* BEGIN EXCERPTED TEXT *

# Chainrings swap from Force to Red



## lockwood1 (Nov 5, 2008)

I'm currently running a 2009 Sram Force crankset 172.5 53/39T and would like to swap the chainrings to Red my question is can I use my existng 39T Force with 53T Red or do I have to get both 53/39T from Red to install it on my Force crank arms? any suggestions or advise?


----------



## gospastic (Nov 8, 2008)

In my experience you can use the force 39t. I haven't encountered issues so far.


----------



## lockwood1 (Nov 5, 2008)

gospastic said:


> In my experience you can use the force 39t. I haven't encountered issues so far.


Can I use the same bolts that holds the right crank arm to the chainrings?


----------



## gospastic (Nov 8, 2008)

I did the swap on 2010 force. I used the same bolts.


----------



## lockwood1 (Nov 5, 2008)

gospastic said:


> I did the swap on 2010 force. I used the same bolts.


Do you have pics of your crankset with Red chainrings?


----------



## gospastic (Nov 8, 2008)

here you go:


----------



## lockwood1 (Nov 5, 2008)

Super nice, thanks for the pic gospastic:thumbsup:


----------



## runnerstreet (Aug 8, 2010)

I rock a Shimano Ultegra 6650 crank w/ SRAM Red Chainrings. Same bolts, same crank arms...!


----------



## lockwood1 (Nov 5, 2008)

runnerstreet said:


> I rock a Shimano Ultegra 6650 crank w/ SRAM Red Chainrings. Same bolts, same crank arms...!


You did? do you have pics?


----------



## AvantDale (Dec 26, 2008)

As long as the BCD is 130 (standard) most any ring should work.


----------

* END EXCERPTED TEXT *

### PARTS OF THE EXERCISE:
[1] Answer these from the chainring thread:
(a) What crankset size and tooth counts does lockwood1 say he is currently running?
(b) On what year of Force crankset did gospastic do the swap?
(c) What BCD does AvantDale say most any ring should work with?
[2] Reproduce word for word the passage of the chainring thread from "# Chainrings swap" up to and including "suggestions or advise?".
The items after this point are separate material, apart from the chainring thread.

* BEGIN RECORD SET *

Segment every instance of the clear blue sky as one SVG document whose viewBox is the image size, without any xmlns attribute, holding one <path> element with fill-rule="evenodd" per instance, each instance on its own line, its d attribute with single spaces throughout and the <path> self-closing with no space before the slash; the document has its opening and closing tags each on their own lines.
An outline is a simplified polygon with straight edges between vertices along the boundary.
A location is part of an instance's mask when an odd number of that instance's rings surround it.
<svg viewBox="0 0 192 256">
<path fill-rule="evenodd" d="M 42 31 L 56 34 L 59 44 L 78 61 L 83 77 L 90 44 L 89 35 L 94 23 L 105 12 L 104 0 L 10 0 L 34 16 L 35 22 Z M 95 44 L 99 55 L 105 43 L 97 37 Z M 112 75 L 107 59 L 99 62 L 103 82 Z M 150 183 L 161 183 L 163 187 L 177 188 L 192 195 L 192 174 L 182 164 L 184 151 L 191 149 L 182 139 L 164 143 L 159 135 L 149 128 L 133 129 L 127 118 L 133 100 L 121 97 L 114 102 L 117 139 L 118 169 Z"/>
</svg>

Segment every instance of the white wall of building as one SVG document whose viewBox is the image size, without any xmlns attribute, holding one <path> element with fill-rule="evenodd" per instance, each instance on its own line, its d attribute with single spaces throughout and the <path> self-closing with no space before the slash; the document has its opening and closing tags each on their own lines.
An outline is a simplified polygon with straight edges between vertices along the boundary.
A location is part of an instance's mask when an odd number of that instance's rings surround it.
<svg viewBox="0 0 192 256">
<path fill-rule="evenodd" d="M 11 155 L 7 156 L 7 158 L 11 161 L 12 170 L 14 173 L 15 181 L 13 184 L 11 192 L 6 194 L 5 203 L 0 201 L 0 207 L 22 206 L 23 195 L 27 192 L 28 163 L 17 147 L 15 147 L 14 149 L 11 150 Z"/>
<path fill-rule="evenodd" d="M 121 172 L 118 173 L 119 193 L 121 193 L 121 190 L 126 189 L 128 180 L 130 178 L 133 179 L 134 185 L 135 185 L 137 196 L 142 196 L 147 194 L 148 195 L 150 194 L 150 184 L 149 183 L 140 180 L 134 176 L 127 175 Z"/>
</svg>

* END RECORD SET *

### ANSWERS PROVIDED:
[1]
(a) A 2009 SRAM Force crankset, 172.5, 53/39T.
(b) A 2010 Force.
(c) 130 (standard).

[2]
# Chainrings swap from Force to Red



## lockwood1 (Nov 5, 2008)

I'm currently running a 2009 Sram Force crankset 172.5 53/39T and would like to swap the chainrings to Red my question is can I use my existng 39T Force with 53T Red or do I have to get both 53/39T from Red to install it on my Force crank arms? any suggestions or advise?